# [Location annotation dataset excerpts]
┏━━
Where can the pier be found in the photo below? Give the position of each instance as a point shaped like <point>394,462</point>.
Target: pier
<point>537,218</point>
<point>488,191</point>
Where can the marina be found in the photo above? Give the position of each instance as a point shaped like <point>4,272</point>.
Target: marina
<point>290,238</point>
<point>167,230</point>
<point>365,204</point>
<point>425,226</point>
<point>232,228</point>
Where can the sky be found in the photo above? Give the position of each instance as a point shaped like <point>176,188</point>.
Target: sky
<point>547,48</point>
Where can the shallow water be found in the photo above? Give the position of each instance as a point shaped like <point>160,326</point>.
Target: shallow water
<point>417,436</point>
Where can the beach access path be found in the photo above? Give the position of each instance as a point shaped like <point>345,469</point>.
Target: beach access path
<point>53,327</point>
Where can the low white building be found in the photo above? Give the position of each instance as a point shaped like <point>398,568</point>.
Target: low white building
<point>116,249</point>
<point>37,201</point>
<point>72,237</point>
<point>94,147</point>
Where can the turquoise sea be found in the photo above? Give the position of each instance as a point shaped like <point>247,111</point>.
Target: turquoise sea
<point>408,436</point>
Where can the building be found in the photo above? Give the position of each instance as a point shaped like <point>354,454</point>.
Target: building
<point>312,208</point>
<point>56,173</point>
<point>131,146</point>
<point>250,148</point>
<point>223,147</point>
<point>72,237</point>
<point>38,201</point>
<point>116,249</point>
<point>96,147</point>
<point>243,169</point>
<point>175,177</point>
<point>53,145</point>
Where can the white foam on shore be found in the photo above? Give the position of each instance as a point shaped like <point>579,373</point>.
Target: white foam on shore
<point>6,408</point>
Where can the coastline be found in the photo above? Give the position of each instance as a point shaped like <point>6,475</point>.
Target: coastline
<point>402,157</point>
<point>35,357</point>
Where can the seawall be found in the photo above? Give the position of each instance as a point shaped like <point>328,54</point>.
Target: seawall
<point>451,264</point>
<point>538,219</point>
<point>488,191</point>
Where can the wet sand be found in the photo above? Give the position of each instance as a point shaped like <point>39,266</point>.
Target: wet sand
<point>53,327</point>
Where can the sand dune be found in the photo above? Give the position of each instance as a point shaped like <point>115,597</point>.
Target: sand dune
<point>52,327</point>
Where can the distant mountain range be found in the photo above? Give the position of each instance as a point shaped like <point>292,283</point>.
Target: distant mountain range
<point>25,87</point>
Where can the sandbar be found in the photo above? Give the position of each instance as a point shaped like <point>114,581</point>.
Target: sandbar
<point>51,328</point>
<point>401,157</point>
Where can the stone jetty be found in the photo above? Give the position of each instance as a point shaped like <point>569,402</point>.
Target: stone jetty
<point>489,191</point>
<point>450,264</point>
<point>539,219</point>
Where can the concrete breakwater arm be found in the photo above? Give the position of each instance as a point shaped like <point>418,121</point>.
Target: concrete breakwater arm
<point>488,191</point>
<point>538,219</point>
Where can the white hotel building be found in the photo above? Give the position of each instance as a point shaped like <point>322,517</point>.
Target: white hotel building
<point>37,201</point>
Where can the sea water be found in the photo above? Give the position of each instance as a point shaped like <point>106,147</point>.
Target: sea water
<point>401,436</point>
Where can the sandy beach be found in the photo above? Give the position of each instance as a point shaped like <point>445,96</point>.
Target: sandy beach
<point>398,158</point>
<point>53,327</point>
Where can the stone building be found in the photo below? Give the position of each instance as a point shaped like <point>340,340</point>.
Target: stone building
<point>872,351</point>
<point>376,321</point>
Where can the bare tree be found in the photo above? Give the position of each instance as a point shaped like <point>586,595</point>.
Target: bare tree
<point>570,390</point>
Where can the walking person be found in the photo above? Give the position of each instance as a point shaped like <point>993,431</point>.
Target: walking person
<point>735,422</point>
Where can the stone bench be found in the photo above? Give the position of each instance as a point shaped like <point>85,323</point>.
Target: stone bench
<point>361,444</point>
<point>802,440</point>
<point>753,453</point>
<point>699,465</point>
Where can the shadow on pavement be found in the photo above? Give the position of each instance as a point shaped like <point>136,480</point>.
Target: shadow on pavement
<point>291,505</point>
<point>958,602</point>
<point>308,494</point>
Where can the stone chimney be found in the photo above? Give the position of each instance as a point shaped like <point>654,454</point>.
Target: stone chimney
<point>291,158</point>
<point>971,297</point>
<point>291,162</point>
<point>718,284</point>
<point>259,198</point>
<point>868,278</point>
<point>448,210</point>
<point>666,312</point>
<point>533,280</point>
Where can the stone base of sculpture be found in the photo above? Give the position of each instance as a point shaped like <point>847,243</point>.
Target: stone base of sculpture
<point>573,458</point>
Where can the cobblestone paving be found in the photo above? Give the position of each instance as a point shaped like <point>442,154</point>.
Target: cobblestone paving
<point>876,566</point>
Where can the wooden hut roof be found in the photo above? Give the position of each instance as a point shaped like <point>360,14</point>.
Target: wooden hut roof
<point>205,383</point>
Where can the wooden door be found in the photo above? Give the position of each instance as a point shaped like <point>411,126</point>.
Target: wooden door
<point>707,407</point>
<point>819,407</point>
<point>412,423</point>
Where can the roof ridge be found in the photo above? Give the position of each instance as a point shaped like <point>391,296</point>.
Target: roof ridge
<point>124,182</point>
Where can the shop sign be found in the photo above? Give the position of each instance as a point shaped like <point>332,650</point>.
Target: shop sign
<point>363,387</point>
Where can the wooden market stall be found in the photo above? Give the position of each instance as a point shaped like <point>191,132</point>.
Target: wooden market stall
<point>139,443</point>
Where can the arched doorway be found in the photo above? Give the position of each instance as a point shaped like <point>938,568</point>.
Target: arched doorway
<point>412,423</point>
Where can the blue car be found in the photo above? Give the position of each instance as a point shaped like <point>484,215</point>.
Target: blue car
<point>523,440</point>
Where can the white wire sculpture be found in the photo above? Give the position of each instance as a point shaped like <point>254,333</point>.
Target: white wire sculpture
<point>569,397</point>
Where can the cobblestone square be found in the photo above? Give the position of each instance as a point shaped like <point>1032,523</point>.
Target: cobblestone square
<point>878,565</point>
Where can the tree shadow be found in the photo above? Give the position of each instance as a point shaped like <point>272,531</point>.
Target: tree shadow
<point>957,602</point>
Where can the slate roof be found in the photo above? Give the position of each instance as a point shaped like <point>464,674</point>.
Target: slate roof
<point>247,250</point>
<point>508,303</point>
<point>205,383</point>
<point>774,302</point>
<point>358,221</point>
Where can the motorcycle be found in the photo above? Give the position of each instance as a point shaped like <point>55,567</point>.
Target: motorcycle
┗━━
# [Given task]
Recast every line of the records above as a numbered list, omitting any blank lines.

# [Completed task]
1. Where can the pier be found in the photo below? Give the position of each instance as a point shaped like <point>394,462</point>.
2. Target: pier
3. <point>537,218</point>
4. <point>488,191</point>
5. Where can the marina be found in the photo above? Give the position of each instance as a point shaped like <point>4,272</point>.
6. Target: marina
7. <point>290,238</point>
8. <point>167,230</point>
9. <point>365,204</point>
10. <point>425,226</point>
11. <point>232,228</point>
12. Where can the sky be found in the photo above? Give the position of each instance as a point shaped like <point>176,188</point>.
13. Target: sky
14. <point>547,48</point>
15. Where can the shallow water be found in the photo above? Give the position of each instance as a point shaped like <point>160,326</point>.
16. Target: shallow water
17. <point>417,436</point>
18. Where can the beach access path be found in the photo above? Give the position of each instance as a point shaped like <point>345,469</point>.
19. Target: beach access path
20. <point>53,327</point>
21. Where can the low white building be found in the photo above? Give the position of each instance as a point shaped like <point>398,568</point>.
22. Target: low white building
23. <point>116,249</point>
24. <point>37,201</point>
25. <point>72,237</point>
26. <point>94,147</point>
27. Where can the turquoise sea be found in the photo above? Give the position of each instance as a point shaped like <point>247,111</point>.
28. Target: turquoise sea
29. <point>408,436</point>
30. Where can the building be found in the photo above? Give the position of each instance as a point shaped like <point>354,454</point>.
31. Target: building
32. <point>312,208</point>
33. <point>56,173</point>
34. <point>131,146</point>
35. <point>250,148</point>
36. <point>223,147</point>
37. <point>72,237</point>
38. <point>38,201</point>
39. <point>116,249</point>
40. <point>96,147</point>
41. <point>243,169</point>
42. <point>175,177</point>
43. <point>53,145</point>
44. Where can the white foam on shore be found in the photo above? Give the position of each instance as a point shaped like <point>579,373</point>.
45. Target: white foam on shore
46. <point>6,408</point>
47. Where can the coastline be found in the photo above? Give the position of each instance as a point shaped like <point>6,475</point>.
48. Target: coastline
49. <point>402,157</point>
50. <point>35,357</point>
51. Where can the seawall be found in the photo above? Give the position of each instance as a point shaped like <point>328,54</point>.
52. Target: seawall
53. <point>451,264</point>
54. <point>538,219</point>
55. <point>488,191</point>
56. Where can the wet sand be found in the photo above? Give the position of each instance as a point shaped like <point>39,266</point>.
57. Target: wet sand
58. <point>53,327</point>
59. Where can the sand dune be found in the photo above? Give the position of each instance as a point shaped like <point>115,597</point>.
60. Target: sand dune
61. <point>52,327</point>
62. Where can the distant mountain range be found in the photo above? Give the position of each instance as a point shaped like <point>292,283</point>.
63. Target: distant mountain range
64. <point>25,87</point>
65. Where can the sandbar be found in the photo above? Give the position of each instance as a point shaped like <point>114,581</point>.
66. Target: sandbar
67. <point>51,328</point>
68. <point>401,157</point>
69. Where can the stone jetty be found in the photo above? Give the position of each instance as a point shaped like <point>569,402</point>.
70. Target: stone jetty
71. <point>489,191</point>
72. <point>450,264</point>
73. <point>539,219</point>
74. Where can the concrete breakwater arm be found in the photo above? Give the position of each instance as a point shaped like <point>418,121</point>.
75. Target: concrete breakwater arm
76. <point>488,191</point>
77. <point>538,219</point>
78. Where can the white hotel building be found in the photo above? Give the position of each instance as a point shaped like <point>322,517</point>.
79. Target: white hotel building
80. <point>37,201</point>
81. Where can the sea water be found in the photo above? Give the position of each instance as a point shaped like <point>106,147</point>.
82. Target: sea water
83. <point>401,436</point>
84. Where can the sandy beach be found in the photo above? Give the position of each instance as a point shaped like <point>445,96</point>.
85. Target: sandy beach
86. <point>398,158</point>
87. <point>53,327</point>
88. Where can the stone building be found in the photo below? Give the position of each instance as a point shaped like <point>340,340</point>.
89. Target: stone building
90. <point>872,351</point>
91. <point>376,321</point>
92. Where can the bare tree be found in the photo above? Give the position of each instance as a point shaped like <point>586,595</point>.
93. Target: bare tree
94. <point>570,390</point>
95. Where can the walking person be found in the photo above? Give the position of each instance as a point shaped like <point>993,431</point>.
96. Target: walking person
97. <point>735,422</point>
98. Where can the stone bench be found in the photo above? Give the position of each instance as a point shaped like <point>85,323</point>.
99. Target: stone bench
100. <point>361,444</point>
101. <point>802,440</point>
102. <point>753,453</point>
103. <point>699,465</point>
104. Where can the shadow on pavement be found in the photo above? Give the position of each instance as a point shaped like <point>136,480</point>.
105. Target: shadow on pavement
106. <point>291,505</point>
107. <point>958,602</point>
108. <point>308,494</point>
109. Where can the stone chimney be found in the photo above? Give the position of each instance as a point shaped like <point>654,454</point>.
110. Target: stone chimney
111. <point>291,158</point>
112. <point>971,297</point>
113. <point>291,162</point>
114. <point>718,284</point>
115. <point>259,198</point>
116. <point>868,278</point>
117. <point>448,210</point>
118. <point>666,312</point>
119. <point>533,280</point>
120. Where can the stone base of sculpture be found in the photo above? Give the position of each instance as a point shaped like <point>847,243</point>.
121. Target: stone base of sculpture
122. <point>573,458</point>
123. Where can the cobblestone paving be found in the photo above? Give the position of each instance as a point shaped like <point>442,154</point>.
124. Target: cobblestone paving
125. <point>876,566</point>
126. Where can the wooden hut roof be found in the photo above? Give the position of each instance as a point shaped like <point>360,14</point>.
127. Target: wooden hut roof
128. <point>205,383</point>
129. Where can the wooden door be found in the photo above? Give the position of each instance as a point shaped like <point>411,126</point>.
130. Target: wooden door
131. <point>707,407</point>
132. <point>819,407</point>
133. <point>412,423</point>
134. Where can the roof ridge be found in the photo above? Give the position of each instance as a point shaped like <point>391,296</point>.
135. Target: roof ridge
136. <point>124,182</point>
137. Where can the shop sign be found in the photo above? Give the position of each instance as a point shaped like <point>332,650</point>.
138. Target: shop sign
139. <point>363,387</point>
140. Where can the wooden market stall be found in the photo above? Give the position of each instance as a point shaped like <point>191,132</point>.
141. Target: wooden market stall
142. <point>139,443</point>
143. Where can the arched doorway be found in the photo above? Give the position of each instance as a point shaped like <point>938,568</point>.
144. Target: arched doorway
145. <point>412,423</point>
146. Where can the blue car be found in the photo above? Give the position of each instance as a point shaped like <point>484,215</point>.
147. Target: blue car
148. <point>523,440</point>
149. Where can the white wire sculpture be found in the photo above? Give the position of each instance as a point shaped like <point>254,333</point>.
150. Target: white wire sculpture
151. <point>569,397</point>
152. Where can the cobblestone square be found in the photo above? Give the position of each instance as a point shaped like <point>1032,523</point>.
153. Target: cobblestone square
154. <point>878,565</point>
155. Where can the tree shadow be found in the photo above? Give the position of each instance as a point shaped like <point>272,531</point>.
156. Target: tree shadow
157. <point>957,602</point>
158. Where can the slate roof be found in the photo above? Give the position of each instance as a point shaped like <point>464,674</point>.
159. Target: slate roof
160. <point>247,250</point>
161. <point>508,303</point>
162. <point>205,383</point>
163. <point>774,302</point>
164. <point>358,221</point>
165. Where can the motorcycle be found in the photo above? Give the position of each instance as a point shaped like <point>55,567</point>.
166. Target: motorcycle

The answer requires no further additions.